Task details: Write out every single entry exactly.

Material to process:
= = =

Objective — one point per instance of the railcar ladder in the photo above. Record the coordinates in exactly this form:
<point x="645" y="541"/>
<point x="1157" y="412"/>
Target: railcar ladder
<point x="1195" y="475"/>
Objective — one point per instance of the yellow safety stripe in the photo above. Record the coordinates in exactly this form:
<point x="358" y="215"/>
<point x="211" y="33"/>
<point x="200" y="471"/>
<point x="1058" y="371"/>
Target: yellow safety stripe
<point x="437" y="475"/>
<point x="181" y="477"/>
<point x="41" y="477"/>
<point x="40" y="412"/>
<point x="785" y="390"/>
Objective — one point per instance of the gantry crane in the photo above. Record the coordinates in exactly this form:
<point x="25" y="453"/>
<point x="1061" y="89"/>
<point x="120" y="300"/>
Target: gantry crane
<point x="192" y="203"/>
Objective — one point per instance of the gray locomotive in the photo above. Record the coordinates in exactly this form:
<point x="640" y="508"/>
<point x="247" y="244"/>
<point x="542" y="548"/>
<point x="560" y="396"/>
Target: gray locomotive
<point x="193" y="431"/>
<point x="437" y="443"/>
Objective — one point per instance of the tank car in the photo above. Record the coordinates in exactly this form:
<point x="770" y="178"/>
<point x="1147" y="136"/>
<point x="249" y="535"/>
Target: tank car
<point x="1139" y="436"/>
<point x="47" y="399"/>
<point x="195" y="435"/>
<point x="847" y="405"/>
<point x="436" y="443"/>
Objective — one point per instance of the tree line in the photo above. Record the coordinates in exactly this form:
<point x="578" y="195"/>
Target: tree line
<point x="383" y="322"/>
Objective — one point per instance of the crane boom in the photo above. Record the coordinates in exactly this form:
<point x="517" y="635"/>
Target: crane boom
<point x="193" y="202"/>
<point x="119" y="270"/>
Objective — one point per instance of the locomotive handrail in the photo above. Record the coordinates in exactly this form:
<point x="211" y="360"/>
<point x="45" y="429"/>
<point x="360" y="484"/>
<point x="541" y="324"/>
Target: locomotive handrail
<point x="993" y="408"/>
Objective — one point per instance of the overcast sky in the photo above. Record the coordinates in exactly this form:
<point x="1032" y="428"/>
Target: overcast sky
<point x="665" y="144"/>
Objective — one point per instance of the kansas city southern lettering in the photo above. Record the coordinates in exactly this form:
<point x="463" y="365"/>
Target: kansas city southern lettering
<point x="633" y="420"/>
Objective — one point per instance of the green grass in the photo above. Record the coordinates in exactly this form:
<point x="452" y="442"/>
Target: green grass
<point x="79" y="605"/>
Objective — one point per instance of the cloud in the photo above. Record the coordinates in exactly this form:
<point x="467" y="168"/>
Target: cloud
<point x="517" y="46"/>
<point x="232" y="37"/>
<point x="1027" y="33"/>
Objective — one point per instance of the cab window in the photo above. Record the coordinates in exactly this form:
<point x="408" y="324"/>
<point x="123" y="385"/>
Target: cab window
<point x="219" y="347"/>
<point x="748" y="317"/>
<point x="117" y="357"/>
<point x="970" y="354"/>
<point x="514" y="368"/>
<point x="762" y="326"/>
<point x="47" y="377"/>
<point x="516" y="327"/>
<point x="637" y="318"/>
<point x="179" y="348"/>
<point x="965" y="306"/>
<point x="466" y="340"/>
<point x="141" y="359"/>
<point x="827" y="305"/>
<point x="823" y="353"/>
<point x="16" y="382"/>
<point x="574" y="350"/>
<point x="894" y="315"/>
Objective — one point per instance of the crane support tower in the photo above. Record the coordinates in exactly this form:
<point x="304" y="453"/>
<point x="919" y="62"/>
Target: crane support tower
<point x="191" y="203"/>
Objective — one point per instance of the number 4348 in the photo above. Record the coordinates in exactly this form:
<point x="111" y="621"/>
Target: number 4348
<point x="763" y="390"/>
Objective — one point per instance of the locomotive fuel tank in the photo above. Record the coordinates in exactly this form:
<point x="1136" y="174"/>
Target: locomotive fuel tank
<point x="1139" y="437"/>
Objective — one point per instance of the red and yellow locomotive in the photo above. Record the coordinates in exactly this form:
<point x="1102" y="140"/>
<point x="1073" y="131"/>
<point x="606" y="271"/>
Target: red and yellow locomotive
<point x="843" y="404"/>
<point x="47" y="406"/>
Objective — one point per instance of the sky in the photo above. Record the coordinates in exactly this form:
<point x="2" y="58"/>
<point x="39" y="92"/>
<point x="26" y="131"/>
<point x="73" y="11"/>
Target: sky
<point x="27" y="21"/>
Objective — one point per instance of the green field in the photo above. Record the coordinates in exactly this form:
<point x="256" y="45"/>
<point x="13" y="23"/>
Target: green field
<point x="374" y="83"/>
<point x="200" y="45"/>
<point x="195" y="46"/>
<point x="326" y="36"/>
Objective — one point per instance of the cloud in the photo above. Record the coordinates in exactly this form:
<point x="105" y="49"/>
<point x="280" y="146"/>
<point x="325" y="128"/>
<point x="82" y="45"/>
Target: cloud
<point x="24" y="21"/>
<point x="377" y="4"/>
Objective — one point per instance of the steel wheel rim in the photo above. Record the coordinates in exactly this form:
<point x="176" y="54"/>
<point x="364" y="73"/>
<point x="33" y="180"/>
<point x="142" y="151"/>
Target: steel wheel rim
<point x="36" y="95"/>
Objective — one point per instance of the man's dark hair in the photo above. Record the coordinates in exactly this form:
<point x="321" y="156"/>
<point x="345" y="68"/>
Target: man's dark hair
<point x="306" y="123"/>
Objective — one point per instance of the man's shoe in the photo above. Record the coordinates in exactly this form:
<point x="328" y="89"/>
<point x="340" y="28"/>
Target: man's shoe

= = =

Answer in full:
Objective — one point per instance of the railcar ladder in the photo above. Record the coordinates in exactly this form:
<point x="645" y="541"/>
<point x="1157" y="412"/>
Target: railcar ladder
<point x="1195" y="475"/>
Objective — one point per instance of the yellow safety stripe in the photo above. Record the coordinates in exactly this form:
<point x="358" y="215"/>
<point x="211" y="33"/>
<point x="200" y="471"/>
<point x="1058" y="371"/>
Target: yellow safety stripe
<point x="437" y="475"/>
<point x="181" y="477"/>
<point x="41" y="477"/>
<point x="40" y="412"/>
<point x="785" y="390"/>
Objective — one point per instance of the gantry crane in the photo above. Record the coordinates in exactly this form:
<point x="25" y="453"/>
<point x="1061" y="89"/>
<point x="120" y="300"/>
Target: gantry crane
<point x="192" y="203"/>
Objective — one point per instance of the gray locomotive in the photo above. Record the coordinates in exactly this form:
<point x="640" y="508"/>
<point x="247" y="244"/>
<point x="542" y="548"/>
<point x="560" y="396"/>
Target: gray locomotive
<point x="193" y="431"/>
<point x="437" y="443"/>
Objective — one point per instance of the tank car in the photo above. Record the coordinates in exactly this form:
<point x="770" y="178"/>
<point x="1147" y="136"/>
<point x="249" y="535"/>
Target: tank car
<point x="1139" y="436"/>
<point x="47" y="399"/>
<point x="195" y="435"/>
<point x="847" y="405"/>
<point x="436" y="443"/>
Objective — one point per instance of the tree line in the photo above. Record the coordinates in exactly this form:
<point x="578" y="195"/>
Target: tree line
<point x="383" y="322"/>
Objective — one point per instance of the crane boom in the photo above. Record the coordinates in exactly this form:
<point x="517" y="635"/>
Target: crane boom
<point x="193" y="202"/>
<point x="119" y="270"/>
Objective — one point per instance of the locomotive handrail in the photo above. Record the coordinates in exactly this form:
<point x="211" y="360"/>
<point x="45" y="429"/>
<point x="360" y="484"/>
<point x="541" y="324"/>
Target: locomotive handrail
<point x="993" y="408"/>
Objective — one point per instance of the overcast sky in the photo above. Record the coordinates in exactly this form:
<point x="1032" y="428"/>
Target: overcast sky
<point x="665" y="144"/>
Objective — one point per instance of the kansas city southern lettering in the photo above. Record the coordinates in exactly this form:
<point x="463" y="365"/>
Target: kansas city southern lettering
<point x="633" y="420"/>
Objective — one point per instance of the green grass in the photo above. Record the coordinates in exactly this form:
<point x="452" y="442"/>
Target: green grass
<point x="79" y="605"/>
Objective — one point per instance of the cloud in the photo above. Record the coordinates in exactly this form:
<point x="467" y="168"/>
Target: cloud
<point x="517" y="46"/>
<point x="232" y="37"/>
<point x="1027" y="33"/>
Objective — one point per instance of the cab window in the photo above. Record the coordinates in exactly this form:
<point x="408" y="324"/>
<point x="123" y="385"/>
Target: cab window
<point x="219" y="347"/>
<point x="748" y="317"/>
<point x="117" y="357"/>
<point x="970" y="354"/>
<point x="514" y="368"/>
<point x="762" y="326"/>
<point x="47" y="377"/>
<point x="516" y="327"/>
<point x="637" y="318"/>
<point x="179" y="348"/>
<point x="965" y="306"/>
<point x="466" y="340"/>
<point x="141" y="359"/>
<point x="827" y="305"/>
<point x="823" y="353"/>
<point x="16" y="382"/>
<point x="574" y="350"/>
<point x="894" y="315"/>
Objective — one point per instance of the crane support tower in the photo above. Record the coordinates in exactly this form:
<point x="304" y="453"/>
<point x="919" y="62"/>
Target: crane support tower
<point x="191" y="203"/>
Objective — one point per instance of the number 4348 in the photo above. Record the coordinates in exactly this form:
<point x="111" y="621"/>
Target: number 4348
<point x="763" y="390"/>
Objective — one point per instance of the locomotive fuel tank in the photo above. Record the coordinates in exactly this form:
<point x="1136" y="174"/>
Target: locomotive fuel tank
<point x="1139" y="437"/>
Objective — one point per instance of the red and yellow locomotive in the photo above. Record the coordinates in exactly this form:
<point x="1102" y="140"/>
<point x="1073" y="131"/>
<point x="606" y="271"/>
Target: red and yellow locomotive
<point x="843" y="404"/>
<point x="47" y="406"/>
Objective — one point per instance of the sky in the photo above. Record the coordinates in exactly this form:
<point x="2" y="58"/>
<point x="39" y="92"/>
<point x="26" y="131"/>
<point x="73" y="11"/>
Target: sky
<point x="27" y="21"/>
Objective — one point per instance of the green field in the photo above. Record the coordinates in exactly this form:
<point x="256" y="45"/>
<point x="13" y="23"/>
Target: green field
<point x="374" y="83"/>
<point x="200" y="45"/>
<point x="195" y="46"/>
<point x="326" y="36"/>
Objective — one point per instance of the cloud in the photo above. Record the coordinates in exactly this form:
<point x="105" y="49"/>
<point x="280" y="146"/>
<point x="325" y="128"/>
<point x="82" y="45"/>
Target: cloud
<point x="24" y="21"/>
<point x="377" y="4"/>
Objective — one point per instance of the steel wheel rim in the photo above. Record the coordinates in exactly this form:
<point x="176" y="54"/>
<point x="364" y="73"/>
<point x="33" y="180"/>
<point x="142" y="151"/>
Target: steel wheel rim
<point x="36" y="95"/>
Objective — one point per instance of the man's dark hair in the photo above. Record the coordinates in exactly this form:
<point x="321" y="156"/>
<point x="345" y="68"/>
Target: man's dark hair
<point x="306" y="123"/>
Objective — one point per instance of the man's shoe in the photo above. Record the coordinates in exactly this form:
<point x="328" y="89"/>
<point x="340" y="28"/>
Target: man's shoe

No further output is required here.